Then we could make a PR for the change in the documentation and finally individual PRs for each of the API change.

So I will review shortly this PR (@ogrisel can make the second review maybe). In parallel, do not hesitate to open subsequent PRs already.

kstoneriv3 · 2021-04-17T09:05:52Z

@kstoneriv3 I think that we can limit this PR to the first two points. It will be easier to review and merge.
Then we could make a PR for the change in the documentation and finally individual PRs for each of the API change.

So I will review shortly this PR (@ogrisel can make the second review maybe). In parallel, do not hesitate to open subsequent PRs already.

OK, great. Then I will leave this PR as it is and make separate PRs for other issues.

kstoneriv3 · 2021-04-17T14:13:20Z

I tried to reproduce the "denoising example from Section 4" but the denoising quality is not as good as I expected (left: training images, middle test images to be denoised, right: denoised images). At this quality, I would not add a new example of denoising or mention the effect of alpha on denoising in the document.

This might be due to the fact that sklearn's kernel PCA shares kernel parameters while in the paper they use RBF kernel with different parameters for kernel PCA itself and preimage. The code is available at my gist.

glemaitre · 2021-04-18T21:19:43Z

I tried to reproduce the exact example with the same hyperparameter as in the paper and the same dataset (USPS). I put the code in the "details" section. I get close results to the original paper:

# %%
from sklearn.datasets import fetch_openml

usps = fetch_openml(data_id=41082)

* [Given entries]:
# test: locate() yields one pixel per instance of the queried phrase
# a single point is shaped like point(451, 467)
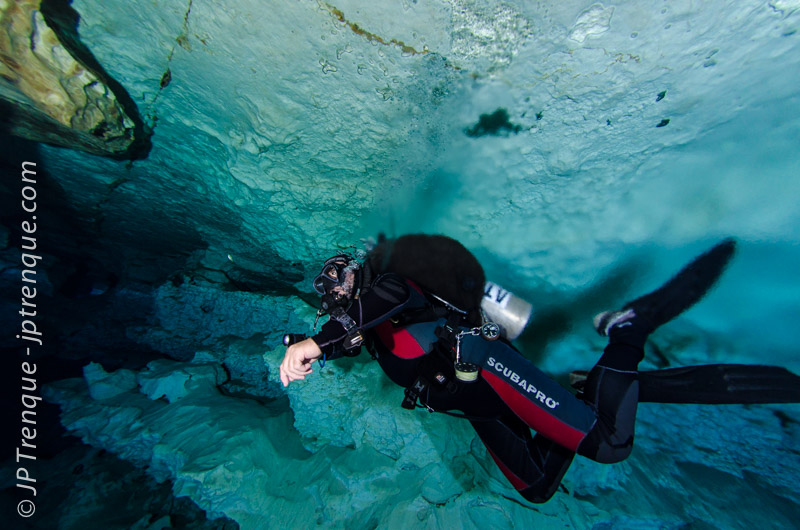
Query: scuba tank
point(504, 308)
---
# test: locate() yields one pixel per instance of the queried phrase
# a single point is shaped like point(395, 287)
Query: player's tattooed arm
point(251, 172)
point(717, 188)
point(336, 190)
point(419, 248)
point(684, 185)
* * *
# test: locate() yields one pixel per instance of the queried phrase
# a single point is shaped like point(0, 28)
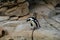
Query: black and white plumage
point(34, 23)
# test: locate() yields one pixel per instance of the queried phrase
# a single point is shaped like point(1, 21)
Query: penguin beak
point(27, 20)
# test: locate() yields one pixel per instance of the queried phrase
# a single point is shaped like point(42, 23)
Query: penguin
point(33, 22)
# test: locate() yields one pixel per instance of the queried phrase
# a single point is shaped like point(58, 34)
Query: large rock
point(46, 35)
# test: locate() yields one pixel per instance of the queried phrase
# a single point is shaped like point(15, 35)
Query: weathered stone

* [Given instruction]: List every timestamp that appears in the discussion thread. The data above has no connection to the discussion thread.

* [Full output]:
2021-04-17T09:05:52Z
2021-04-17T14:13:20Z
2021-04-18T21:19:43Z